GIVEN RECORDS ▸
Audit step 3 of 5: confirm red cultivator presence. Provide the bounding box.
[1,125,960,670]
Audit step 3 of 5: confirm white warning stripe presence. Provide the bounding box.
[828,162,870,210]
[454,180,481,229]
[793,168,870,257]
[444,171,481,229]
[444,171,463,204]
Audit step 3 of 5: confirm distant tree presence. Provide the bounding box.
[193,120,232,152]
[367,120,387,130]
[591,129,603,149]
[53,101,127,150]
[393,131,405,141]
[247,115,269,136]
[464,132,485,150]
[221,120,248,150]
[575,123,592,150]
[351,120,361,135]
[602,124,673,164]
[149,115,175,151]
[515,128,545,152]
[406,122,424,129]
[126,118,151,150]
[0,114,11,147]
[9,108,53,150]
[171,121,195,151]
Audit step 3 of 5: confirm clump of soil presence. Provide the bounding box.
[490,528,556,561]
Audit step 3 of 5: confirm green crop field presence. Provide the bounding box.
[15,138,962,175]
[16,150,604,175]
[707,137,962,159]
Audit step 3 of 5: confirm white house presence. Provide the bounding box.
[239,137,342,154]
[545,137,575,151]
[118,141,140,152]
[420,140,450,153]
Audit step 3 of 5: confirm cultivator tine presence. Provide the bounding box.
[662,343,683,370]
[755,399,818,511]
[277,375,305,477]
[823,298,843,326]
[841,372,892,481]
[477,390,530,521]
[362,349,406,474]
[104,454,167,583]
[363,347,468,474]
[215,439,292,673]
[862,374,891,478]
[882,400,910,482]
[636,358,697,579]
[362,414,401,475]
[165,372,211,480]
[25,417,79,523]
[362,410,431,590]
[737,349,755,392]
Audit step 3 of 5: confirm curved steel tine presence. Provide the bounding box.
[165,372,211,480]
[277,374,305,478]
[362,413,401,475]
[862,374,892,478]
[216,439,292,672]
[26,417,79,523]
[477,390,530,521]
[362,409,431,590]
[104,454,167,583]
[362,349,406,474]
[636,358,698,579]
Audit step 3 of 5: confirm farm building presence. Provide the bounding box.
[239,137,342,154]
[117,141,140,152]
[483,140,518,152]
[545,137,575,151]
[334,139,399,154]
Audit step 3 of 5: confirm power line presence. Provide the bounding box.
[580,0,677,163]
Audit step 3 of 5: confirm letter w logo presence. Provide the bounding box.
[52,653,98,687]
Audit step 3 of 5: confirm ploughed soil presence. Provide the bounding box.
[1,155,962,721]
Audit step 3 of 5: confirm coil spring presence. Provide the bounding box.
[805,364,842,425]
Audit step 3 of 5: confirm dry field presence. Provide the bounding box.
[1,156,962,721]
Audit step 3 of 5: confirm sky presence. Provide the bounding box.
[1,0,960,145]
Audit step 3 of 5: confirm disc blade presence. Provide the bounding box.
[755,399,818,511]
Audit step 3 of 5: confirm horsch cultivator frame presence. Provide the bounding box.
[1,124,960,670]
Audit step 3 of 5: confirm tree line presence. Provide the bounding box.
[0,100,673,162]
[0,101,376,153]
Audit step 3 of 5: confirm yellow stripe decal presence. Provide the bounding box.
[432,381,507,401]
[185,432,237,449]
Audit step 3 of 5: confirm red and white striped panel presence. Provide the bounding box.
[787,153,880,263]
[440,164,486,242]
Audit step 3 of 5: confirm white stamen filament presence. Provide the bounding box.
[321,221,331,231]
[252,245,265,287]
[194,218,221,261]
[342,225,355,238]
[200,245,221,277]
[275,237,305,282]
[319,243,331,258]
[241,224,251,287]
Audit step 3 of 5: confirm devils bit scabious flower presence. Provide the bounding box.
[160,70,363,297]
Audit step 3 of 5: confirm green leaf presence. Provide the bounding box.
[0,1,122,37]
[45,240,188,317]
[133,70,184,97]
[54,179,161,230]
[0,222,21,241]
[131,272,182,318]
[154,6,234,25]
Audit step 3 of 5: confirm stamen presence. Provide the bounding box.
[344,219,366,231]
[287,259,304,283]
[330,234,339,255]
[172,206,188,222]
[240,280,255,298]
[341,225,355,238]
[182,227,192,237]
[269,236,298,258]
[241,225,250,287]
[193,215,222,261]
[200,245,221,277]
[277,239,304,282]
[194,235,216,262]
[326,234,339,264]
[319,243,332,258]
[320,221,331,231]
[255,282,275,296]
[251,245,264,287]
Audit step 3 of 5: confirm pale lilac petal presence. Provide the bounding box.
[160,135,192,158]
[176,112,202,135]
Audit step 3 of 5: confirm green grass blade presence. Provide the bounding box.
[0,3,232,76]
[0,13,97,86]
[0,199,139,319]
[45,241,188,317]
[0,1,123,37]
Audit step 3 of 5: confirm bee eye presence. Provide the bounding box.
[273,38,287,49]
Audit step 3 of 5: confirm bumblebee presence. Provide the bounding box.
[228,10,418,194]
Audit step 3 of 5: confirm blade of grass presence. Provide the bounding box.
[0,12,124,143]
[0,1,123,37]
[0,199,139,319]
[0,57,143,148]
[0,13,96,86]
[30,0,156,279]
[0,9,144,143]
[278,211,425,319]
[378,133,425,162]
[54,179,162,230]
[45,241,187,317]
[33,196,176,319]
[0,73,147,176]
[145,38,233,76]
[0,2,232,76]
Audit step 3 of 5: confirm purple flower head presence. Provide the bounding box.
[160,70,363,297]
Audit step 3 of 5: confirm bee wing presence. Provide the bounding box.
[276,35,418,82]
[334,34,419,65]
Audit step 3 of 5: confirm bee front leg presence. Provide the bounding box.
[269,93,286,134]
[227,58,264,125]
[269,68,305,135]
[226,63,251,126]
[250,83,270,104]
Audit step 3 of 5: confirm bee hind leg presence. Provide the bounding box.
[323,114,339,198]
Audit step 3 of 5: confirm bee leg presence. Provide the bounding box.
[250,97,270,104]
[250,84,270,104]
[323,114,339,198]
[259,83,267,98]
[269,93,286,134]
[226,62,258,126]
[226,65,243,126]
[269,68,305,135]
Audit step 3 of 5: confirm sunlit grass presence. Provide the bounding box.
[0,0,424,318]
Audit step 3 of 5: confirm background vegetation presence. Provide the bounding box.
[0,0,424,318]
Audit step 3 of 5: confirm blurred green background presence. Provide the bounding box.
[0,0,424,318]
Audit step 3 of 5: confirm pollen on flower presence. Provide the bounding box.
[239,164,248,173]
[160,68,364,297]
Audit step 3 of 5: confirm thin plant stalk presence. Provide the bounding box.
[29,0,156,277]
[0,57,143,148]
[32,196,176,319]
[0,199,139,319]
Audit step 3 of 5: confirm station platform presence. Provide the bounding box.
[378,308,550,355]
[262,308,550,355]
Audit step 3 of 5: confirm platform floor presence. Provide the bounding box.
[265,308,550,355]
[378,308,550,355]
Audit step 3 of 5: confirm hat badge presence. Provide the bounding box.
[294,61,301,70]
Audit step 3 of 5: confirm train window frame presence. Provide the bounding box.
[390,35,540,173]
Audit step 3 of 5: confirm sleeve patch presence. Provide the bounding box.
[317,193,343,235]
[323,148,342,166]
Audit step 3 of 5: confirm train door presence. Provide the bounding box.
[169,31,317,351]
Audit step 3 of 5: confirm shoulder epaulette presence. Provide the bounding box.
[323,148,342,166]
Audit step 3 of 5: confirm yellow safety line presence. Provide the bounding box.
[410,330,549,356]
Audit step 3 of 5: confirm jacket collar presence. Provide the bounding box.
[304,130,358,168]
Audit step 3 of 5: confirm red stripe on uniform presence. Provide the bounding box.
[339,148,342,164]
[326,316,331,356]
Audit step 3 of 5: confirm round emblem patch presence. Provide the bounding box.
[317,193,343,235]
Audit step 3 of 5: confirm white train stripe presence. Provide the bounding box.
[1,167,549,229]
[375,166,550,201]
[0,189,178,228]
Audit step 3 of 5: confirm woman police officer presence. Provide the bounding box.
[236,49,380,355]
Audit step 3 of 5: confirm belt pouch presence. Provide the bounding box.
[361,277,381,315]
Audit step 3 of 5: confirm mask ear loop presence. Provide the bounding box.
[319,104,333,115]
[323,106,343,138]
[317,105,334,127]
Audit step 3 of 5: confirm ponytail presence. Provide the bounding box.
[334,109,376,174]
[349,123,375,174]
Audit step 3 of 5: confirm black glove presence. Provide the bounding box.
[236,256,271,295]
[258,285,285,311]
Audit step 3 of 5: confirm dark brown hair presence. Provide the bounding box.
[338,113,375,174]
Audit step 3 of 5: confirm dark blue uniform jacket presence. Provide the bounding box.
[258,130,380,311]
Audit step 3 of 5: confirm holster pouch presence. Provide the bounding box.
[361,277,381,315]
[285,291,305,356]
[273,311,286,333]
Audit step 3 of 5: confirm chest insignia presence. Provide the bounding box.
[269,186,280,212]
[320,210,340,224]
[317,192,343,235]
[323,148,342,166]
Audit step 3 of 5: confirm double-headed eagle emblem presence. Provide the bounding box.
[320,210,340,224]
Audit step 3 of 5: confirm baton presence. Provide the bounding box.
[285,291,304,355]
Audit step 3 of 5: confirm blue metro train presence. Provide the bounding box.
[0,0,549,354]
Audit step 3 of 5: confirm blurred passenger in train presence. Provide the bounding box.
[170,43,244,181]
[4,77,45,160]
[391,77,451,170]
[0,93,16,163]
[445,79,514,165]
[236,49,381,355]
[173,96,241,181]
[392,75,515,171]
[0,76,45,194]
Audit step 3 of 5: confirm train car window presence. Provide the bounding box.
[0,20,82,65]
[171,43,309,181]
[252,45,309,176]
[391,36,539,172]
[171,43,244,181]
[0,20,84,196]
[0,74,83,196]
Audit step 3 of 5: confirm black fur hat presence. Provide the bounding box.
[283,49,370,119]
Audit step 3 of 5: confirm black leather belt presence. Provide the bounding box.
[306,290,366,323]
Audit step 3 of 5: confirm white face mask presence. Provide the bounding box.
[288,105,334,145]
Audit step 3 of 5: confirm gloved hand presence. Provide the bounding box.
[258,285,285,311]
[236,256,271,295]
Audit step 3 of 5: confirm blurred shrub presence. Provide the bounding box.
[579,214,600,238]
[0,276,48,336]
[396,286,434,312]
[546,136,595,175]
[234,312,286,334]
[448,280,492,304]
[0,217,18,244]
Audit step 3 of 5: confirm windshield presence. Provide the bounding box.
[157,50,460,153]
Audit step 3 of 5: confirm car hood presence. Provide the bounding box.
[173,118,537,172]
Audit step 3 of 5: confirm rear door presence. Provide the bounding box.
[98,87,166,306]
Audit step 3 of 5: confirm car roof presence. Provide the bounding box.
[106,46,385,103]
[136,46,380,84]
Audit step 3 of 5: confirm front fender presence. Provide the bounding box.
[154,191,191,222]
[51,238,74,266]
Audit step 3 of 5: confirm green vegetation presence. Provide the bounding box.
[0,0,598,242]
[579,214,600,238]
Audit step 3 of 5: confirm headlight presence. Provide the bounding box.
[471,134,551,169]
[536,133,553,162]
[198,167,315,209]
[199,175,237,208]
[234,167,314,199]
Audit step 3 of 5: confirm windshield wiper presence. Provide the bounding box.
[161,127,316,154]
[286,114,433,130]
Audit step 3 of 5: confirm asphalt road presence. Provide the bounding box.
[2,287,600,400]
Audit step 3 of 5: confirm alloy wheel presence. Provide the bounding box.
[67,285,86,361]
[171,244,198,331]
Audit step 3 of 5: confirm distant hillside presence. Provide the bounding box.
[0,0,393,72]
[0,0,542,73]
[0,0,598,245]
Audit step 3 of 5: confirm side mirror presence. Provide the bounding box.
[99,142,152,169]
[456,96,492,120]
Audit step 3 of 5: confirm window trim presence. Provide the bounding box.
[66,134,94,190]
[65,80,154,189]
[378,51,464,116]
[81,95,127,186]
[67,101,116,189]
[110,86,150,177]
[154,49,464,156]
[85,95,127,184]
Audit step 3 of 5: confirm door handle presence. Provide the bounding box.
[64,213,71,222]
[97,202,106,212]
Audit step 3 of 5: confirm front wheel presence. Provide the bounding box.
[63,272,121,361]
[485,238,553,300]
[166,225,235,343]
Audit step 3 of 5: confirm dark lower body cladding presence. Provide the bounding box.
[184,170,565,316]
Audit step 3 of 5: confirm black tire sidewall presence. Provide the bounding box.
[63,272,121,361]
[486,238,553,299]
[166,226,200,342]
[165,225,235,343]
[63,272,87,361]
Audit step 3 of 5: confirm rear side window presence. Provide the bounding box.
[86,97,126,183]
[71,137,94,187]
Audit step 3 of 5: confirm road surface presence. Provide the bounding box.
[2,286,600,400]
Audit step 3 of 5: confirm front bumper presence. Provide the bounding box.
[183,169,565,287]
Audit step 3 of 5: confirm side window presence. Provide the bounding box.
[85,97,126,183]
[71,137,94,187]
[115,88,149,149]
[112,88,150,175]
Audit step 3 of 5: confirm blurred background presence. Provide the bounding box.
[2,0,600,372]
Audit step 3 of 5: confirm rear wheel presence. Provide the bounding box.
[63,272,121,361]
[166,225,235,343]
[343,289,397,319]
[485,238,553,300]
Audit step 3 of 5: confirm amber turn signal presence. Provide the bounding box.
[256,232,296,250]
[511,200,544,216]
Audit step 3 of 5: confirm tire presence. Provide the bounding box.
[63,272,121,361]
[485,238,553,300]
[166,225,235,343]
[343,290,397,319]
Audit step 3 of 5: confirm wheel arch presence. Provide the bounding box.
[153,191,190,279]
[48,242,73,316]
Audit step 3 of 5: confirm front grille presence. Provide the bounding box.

TASK PROMPT ▸
A faithful copy of the lines from the line containing "Audit step 3 of 5: confirm road" to the end of the data should be set down, both ends included, and nothing more.

ANSWER TO THIS EXERCISE ▸
Audit step 3 of 5: confirm road surface presence. Provide the bounding box.
[2,286,600,400]
Audit step 3 of 5: confirm front bumper presence. Provide the bounding box.
[183,169,565,287]
Audit step 3 of 5: confirm side window presence. Provide the bounding box.
[85,97,126,183]
[71,137,94,187]
[115,88,149,149]
[112,88,150,175]
Audit step 3 of 5: confirm blurred background presence. Provide the bounding box.
[2,0,600,372]
Audit step 3 of 5: confirm rear wheel presence. Provide the bounding box.
[63,272,121,361]
[166,225,235,343]
[343,289,397,319]
[485,238,553,300]
Audit step 3 of 5: confirm amber turn signal presence. Provide the bounding box.
[256,232,296,250]
[511,200,544,216]
Audit step 3 of 5: confirm tire presence. Provide the bounding box.
[63,272,121,361]
[485,238,553,300]
[166,225,235,343]
[343,290,397,319]
Audit step 3 of 5: confirm wheel arch presence. Provide the bounding box.
[153,191,190,279]
[48,242,73,316]
Audit step 3 of 5: confirm front grille presence. Provide the bounding box.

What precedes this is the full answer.